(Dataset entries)
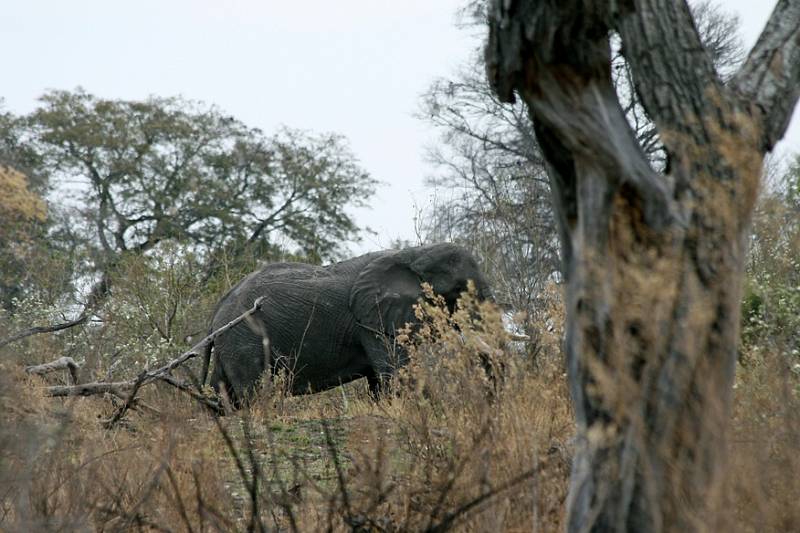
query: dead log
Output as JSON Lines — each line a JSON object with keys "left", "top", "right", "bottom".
{"left": 25, "top": 356, "right": 81, "bottom": 384}
{"left": 46, "top": 381, "right": 133, "bottom": 398}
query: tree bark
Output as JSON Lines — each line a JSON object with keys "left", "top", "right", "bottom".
{"left": 486, "top": 1, "right": 800, "bottom": 531}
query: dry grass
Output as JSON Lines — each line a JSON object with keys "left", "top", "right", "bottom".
{"left": 727, "top": 350, "right": 800, "bottom": 532}
{"left": 1, "top": 279, "right": 798, "bottom": 531}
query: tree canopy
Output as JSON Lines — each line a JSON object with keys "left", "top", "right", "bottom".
{"left": 29, "top": 90, "right": 376, "bottom": 266}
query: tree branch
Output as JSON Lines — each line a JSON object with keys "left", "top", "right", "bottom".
{"left": 159, "top": 374, "right": 224, "bottom": 414}
{"left": 616, "top": 0, "right": 722, "bottom": 144}
{"left": 486, "top": 0, "right": 674, "bottom": 235}
{"left": 103, "top": 370, "right": 153, "bottom": 428}
{"left": 25, "top": 356, "right": 81, "bottom": 384}
{"left": 0, "top": 275, "right": 111, "bottom": 348}
{"left": 46, "top": 381, "right": 134, "bottom": 398}
{"left": 1, "top": 312, "right": 91, "bottom": 349}
{"left": 731, "top": 0, "right": 800, "bottom": 151}
{"left": 39, "top": 296, "right": 267, "bottom": 410}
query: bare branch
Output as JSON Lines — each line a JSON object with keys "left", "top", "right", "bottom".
{"left": 732, "top": 0, "right": 800, "bottom": 151}
{"left": 40, "top": 297, "right": 267, "bottom": 408}
{"left": 25, "top": 356, "right": 81, "bottom": 385}
{"left": 159, "top": 374, "right": 224, "bottom": 415}
{"left": 103, "top": 371, "right": 149, "bottom": 429}
{"left": 1, "top": 311, "right": 91, "bottom": 349}
{"left": 0, "top": 275, "right": 110, "bottom": 348}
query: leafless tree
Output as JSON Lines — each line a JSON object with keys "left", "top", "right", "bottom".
{"left": 420, "top": 59, "right": 559, "bottom": 329}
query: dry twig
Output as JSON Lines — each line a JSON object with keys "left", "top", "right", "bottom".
{"left": 37, "top": 297, "right": 267, "bottom": 413}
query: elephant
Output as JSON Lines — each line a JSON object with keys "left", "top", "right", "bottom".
{"left": 200, "top": 243, "right": 492, "bottom": 406}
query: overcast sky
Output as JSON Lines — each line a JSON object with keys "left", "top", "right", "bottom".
{"left": 3, "top": 1, "right": 797, "bottom": 255}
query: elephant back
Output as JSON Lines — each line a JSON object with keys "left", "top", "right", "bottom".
{"left": 211, "top": 262, "right": 324, "bottom": 327}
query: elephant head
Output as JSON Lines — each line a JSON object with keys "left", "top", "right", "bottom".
{"left": 349, "top": 243, "right": 492, "bottom": 338}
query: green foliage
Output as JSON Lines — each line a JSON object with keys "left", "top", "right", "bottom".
{"left": 27, "top": 89, "right": 376, "bottom": 267}
{"left": 101, "top": 247, "right": 211, "bottom": 367}
{"left": 742, "top": 154, "right": 800, "bottom": 359}
{"left": 0, "top": 89, "right": 376, "bottom": 336}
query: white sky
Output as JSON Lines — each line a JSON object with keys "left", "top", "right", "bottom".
{"left": 2, "top": 1, "right": 797, "bottom": 255}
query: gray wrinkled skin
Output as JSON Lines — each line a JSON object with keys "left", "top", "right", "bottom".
{"left": 203, "top": 243, "right": 491, "bottom": 407}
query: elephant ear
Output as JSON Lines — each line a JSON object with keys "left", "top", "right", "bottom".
{"left": 350, "top": 252, "right": 423, "bottom": 337}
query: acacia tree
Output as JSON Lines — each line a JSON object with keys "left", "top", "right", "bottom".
{"left": 486, "top": 1, "right": 800, "bottom": 531}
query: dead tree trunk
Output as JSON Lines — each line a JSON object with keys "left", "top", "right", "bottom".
{"left": 486, "top": 1, "right": 800, "bottom": 531}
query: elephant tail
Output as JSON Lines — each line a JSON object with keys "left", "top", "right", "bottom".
{"left": 200, "top": 332, "right": 213, "bottom": 387}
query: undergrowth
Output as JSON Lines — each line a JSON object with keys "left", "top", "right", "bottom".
{"left": 2, "top": 210, "right": 799, "bottom": 531}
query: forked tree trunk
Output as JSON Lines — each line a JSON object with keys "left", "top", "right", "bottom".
{"left": 486, "top": 1, "right": 800, "bottom": 530}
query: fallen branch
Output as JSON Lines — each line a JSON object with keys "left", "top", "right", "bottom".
{"left": 41, "top": 297, "right": 266, "bottom": 410}
{"left": 159, "top": 374, "right": 224, "bottom": 415}
{"left": 103, "top": 371, "right": 149, "bottom": 429}
{"left": 47, "top": 381, "right": 133, "bottom": 398}
{"left": 25, "top": 356, "right": 81, "bottom": 384}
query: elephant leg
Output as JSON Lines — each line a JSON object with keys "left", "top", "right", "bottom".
{"left": 213, "top": 327, "right": 268, "bottom": 406}
{"left": 358, "top": 329, "right": 408, "bottom": 398}
{"left": 208, "top": 356, "right": 242, "bottom": 410}
{"left": 366, "top": 370, "right": 390, "bottom": 399}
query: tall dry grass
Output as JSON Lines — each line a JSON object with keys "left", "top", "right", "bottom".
{"left": 2, "top": 240, "right": 799, "bottom": 531}
{"left": 1, "top": 283, "right": 572, "bottom": 531}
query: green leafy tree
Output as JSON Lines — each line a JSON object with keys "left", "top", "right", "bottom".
{"left": 30, "top": 89, "right": 375, "bottom": 266}
{"left": 1, "top": 89, "right": 376, "bottom": 347}
{"left": 744, "top": 155, "right": 800, "bottom": 353}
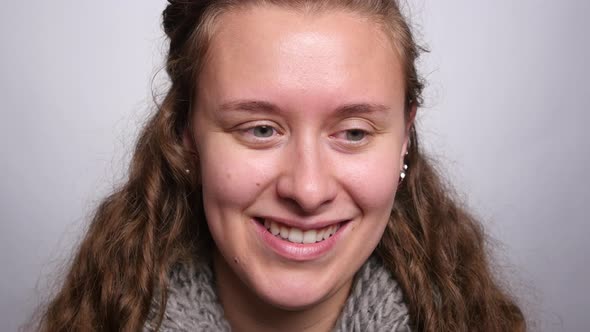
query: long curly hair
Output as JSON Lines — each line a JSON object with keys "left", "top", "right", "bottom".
{"left": 35, "top": 1, "right": 525, "bottom": 331}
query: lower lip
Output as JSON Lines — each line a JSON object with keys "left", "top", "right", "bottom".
{"left": 252, "top": 219, "right": 349, "bottom": 262}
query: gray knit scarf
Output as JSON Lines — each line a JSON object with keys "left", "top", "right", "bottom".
{"left": 145, "top": 256, "right": 411, "bottom": 331}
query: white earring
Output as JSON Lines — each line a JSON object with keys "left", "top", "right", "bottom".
{"left": 185, "top": 168, "right": 191, "bottom": 174}
{"left": 400, "top": 163, "right": 408, "bottom": 180}
{"left": 400, "top": 150, "right": 409, "bottom": 181}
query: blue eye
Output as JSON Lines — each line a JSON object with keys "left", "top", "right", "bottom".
{"left": 345, "top": 129, "right": 367, "bottom": 142}
{"left": 252, "top": 125, "right": 275, "bottom": 138}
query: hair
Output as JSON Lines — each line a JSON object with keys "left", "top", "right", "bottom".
{"left": 35, "top": 0, "right": 525, "bottom": 331}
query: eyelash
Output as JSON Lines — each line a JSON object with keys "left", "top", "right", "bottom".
{"left": 330, "top": 130, "right": 375, "bottom": 153}
{"left": 236, "top": 122, "right": 375, "bottom": 148}
{"left": 332, "top": 128, "right": 372, "bottom": 144}
{"left": 238, "top": 123, "right": 282, "bottom": 145}
{"left": 247, "top": 125, "right": 278, "bottom": 138}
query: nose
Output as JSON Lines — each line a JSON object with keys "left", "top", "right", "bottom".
{"left": 276, "top": 138, "right": 338, "bottom": 213}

_Aim of the exercise_
Give the data above back unchanged, except for the pictures.

_Exercise solution_
query: dead log
Output as JSON Lines — each line a JSON object with keys "left", "top", "right", "bottom".
{"left": 25, "top": 356, "right": 81, "bottom": 384}
{"left": 46, "top": 381, "right": 133, "bottom": 398}
query: tree bark
Output as JSON Lines — each line a JSON object with keys "left", "top", "right", "bottom".
{"left": 486, "top": 1, "right": 800, "bottom": 531}
query: dry grass
Output as JSON Lines — each line a JSON object with keys "left", "top", "right", "bottom".
{"left": 727, "top": 350, "right": 800, "bottom": 532}
{"left": 1, "top": 279, "right": 798, "bottom": 531}
query: tree canopy
Output as JSON Lines — each line a JSON object with keys "left", "top", "right", "bottom".
{"left": 29, "top": 90, "right": 376, "bottom": 266}
query: tree branch
Output as JSON Lines — each line a JSON object with keys "left", "top", "right", "bottom".
{"left": 159, "top": 374, "right": 224, "bottom": 414}
{"left": 616, "top": 0, "right": 722, "bottom": 144}
{"left": 486, "top": 0, "right": 674, "bottom": 235}
{"left": 103, "top": 370, "right": 153, "bottom": 428}
{"left": 25, "top": 356, "right": 81, "bottom": 384}
{"left": 0, "top": 275, "right": 111, "bottom": 348}
{"left": 46, "top": 381, "right": 134, "bottom": 398}
{"left": 1, "top": 312, "right": 91, "bottom": 349}
{"left": 731, "top": 0, "right": 800, "bottom": 151}
{"left": 39, "top": 296, "right": 267, "bottom": 410}
query: bare branch
Output as JSON Lines — each line a JSON object with keys "left", "top", "right", "bottom".
{"left": 732, "top": 0, "right": 800, "bottom": 151}
{"left": 40, "top": 297, "right": 267, "bottom": 408}
{"left": 25, "top": 356, "right": 81, "bottom": 385}
{"left": 159, "top": 374, "right": 224, "bottom": 415}
{"left": 103, "top": 371, "right": 149, "bottom": 429}
{"left": 1, "top": 311, "right": 91, "bottom": 349}
{"left": 0, "top": 275, "right": 110, "bottom": 348}
query: leafless tree
Output as JSON Lines — each line a JSON object with keys "left", "top", "right", "bottom".
{"left": 420, "top": 59, "right": 559, "bottom": 329}
query: dry twig
Output as JSON Lines — each line a JSON object with keys "left", "top", "right", "bottom".
{"left": 37, "top": 297, "right": 267, "bottom": 413}
query: elephant
Output as JSON Lines — each line a JSON object with keys "left", "top", "right", "bottom".
{"left": 200, "top": 243, "right": 492, "bottom": 406}
query: overcast sky
Output as JSON Lines — each line a JSON object with keys "left", "top", "right", "bottom".
{"left": 3, "top": 1, "right": 797, "bottom": 255}
query: elephant back
Output as JSON Lines — each line a JSON object with keys "left", "top", "right", "bottom".
{"left": 211, "top": 262, "right": 324, "bottom": 327}
query: elephant head
Output as JSON Lines — each line a JSON object with keys "left", "top", "right", "bottom".
{"left": 349, "top": 243, "right": 492, "bottom": 338}
query: green foliage
Output as JSON Lines — each line a JSON object with keys "left", "top", "right", "bottom".
{"left": 27, "top": 89, "right": 376, "bottom": 267}
{"left": 101, "top": 247, "right": 211, "bottom": 367}
{"left": 742, "top": 154, "right": 800, "bottom": 359}
{"left": 0, "top": 89, "right": 376, "bottom": 336}
query: white sky
Output as JSON Lines — each line a JSON object with keys "left", "top", "right", "bottom".
{"left": 2, "top": 1, "right": 797, "bottom": 255}
query: gray wrinkled skin
Output as JSON Lines — each line a JSON object with keys "left", "top", "right", "bottom".
{"left": 203, "top": 243, "right": 491, "bottom": 407}
query: elephant ear
Output as JSON Lines — each line a JSON object with keys "left", "top", "right", "bottom".
{"left": 350, "top": 252, "right": 423, "bottom": 337}
query: acacia tree
Output as JSON Lines — each line a JSON object with keys "left", "top", "right", "bottom".
{"left": 486, "top": 1, "right": 800, "bottom": 531}
query: dead tree trunk
Output as JSON Lines — each line a JSON object with keys "left", "top", "right", "bottom".
{"left": 486, "top": 1, "right": 800, "bottom": 531}
query: elephant tail
Output as JSON Lines — each line a JSON object with keys "left", "top", "right", "bottom".
{"left": 200, "top": 332, "right": 213, "bottom": 387}
query: undergrowth
Output as JSON Lines — each line a JSON object with keys "left", "top", "right", "bottom".
{"left": 2, "top": 210, "right": 799, "bottom": 531}
query: forked tree trunk
Output as JSON Lines — each line a JSON object with keys "left", "top", "right", "bottom".
{"left": 486, "top": 1, "right": 800, "bottom": 530}
query: fallen branch
Output as JSON Lines — each line a JSON object with keys "left", "top", "right", "bottom".
{"left": 41, "top": 297, "right": 266, "bottom": 410}
{"left": 159, "top": 374, "right": 224, "bottom": 415}
{"left": 103, "top": 371, "right": 149, "bottom": 429}
{"left": 47, "top": 381, "right": 133, "bottom": 398}
{"left": 25, "top": 356, "right": 81, "bottom": 384}
query: elephant leg
Output as JSON Lines — each line a JSON object with keys "left", "top", "right", "bottom".
{"left": 213, "top": 327, "right": 268, "bottom": 406}
{"left": 358, "top": 329, "right": 408, "bottom": 398}
{"left": 208, "top": 356, "right": 242, "bottom": 410}
{"left": 366, "top": 370, "right": 390, "bottom": 399}
query: tall dry grass
Output as JSON Lines — each line a JSON object with keys "left", "top", "right", "bottom".
{"left": 2, "top": 240, "right": 799, "bottom": 531}
{"left": 1, "top": 283, "right": 572, "bottom": 531}
query: green leafy tree
Output as JSON Lines — each line a JSON object with keys "left", "top", "right", "bottom".
{"left": 30, "top": 89, "right": 375, "bottom": 266}
{"left": 1, "top": 89, "right": 376, "bottom": 347}
{"left": 744, "top": 155, "right": 800, "bottom": 353}
query: long curly hair
Output as JSON Lines — each line a JSON object with keys "left", "top", "right", "bottom".
{"left": 35, "top": 1, "right": 525, "bottom": 331}
query: lower lip
Output as JSON Lines — each line a JSON object with keys "left", "top", "right", "bottom".
{"left": 252, "top": 219, "right": 349, "bottom": 262}
query: gray knit scarf
Output as JSON Lines — each line a JSON object with keys "left", "top", "right", "bottom".
{"left": 145, "top": 256, "right": 411, "bottom": 331}
query: white earring
Output as JSON Lines — each line a JSON object with keys "left", "top", "right", "bottom".
{"left": 185, "top": 168, "right": 191, "bottom": 174}
{"left": 400, "top": 163, "right": 408, "bottom": 180}
{"left": 400, "top": 150, "right": 409, "bottom": 181}
query: blue eye
Output as JSON Lines — each line a JSON object with keys "left", "top", "right", "bottom".
{"left": 345, "top": 129, "right": 367, "bottom": 142}
{"left": 252, "top": 125, "right": 275, "bottom": 138}
query: hair
Output as JSON Lines — each line a JSON object with keys "left", "top", "right", "bottom".
{"left": 35, "top": 0, "right": 525, "bottom": 331}
query: eyelash
Output as JSON Lines — each line a JSON object with keys "left", "top", "right", "bottom".
{"left": 330, "top": 130, "right": 375, "bottom": 153}
{"left": 236, "top": 122, "right": 375, "bottom": 148}
{"left": 332, "top": 128, "right": 372, "bottom": 144}
{"left": 238, "top": 123, "right": 282, "bottom": 145}
{"left": 247, "top": 125, "right": 278, "bottom": 138}
query: nose
Output as JSON Lines — each line a JSON object with keys "left", "top", "right", "bottom".
{"left": 276, "top": 138, "right": 338, "bottom": 213}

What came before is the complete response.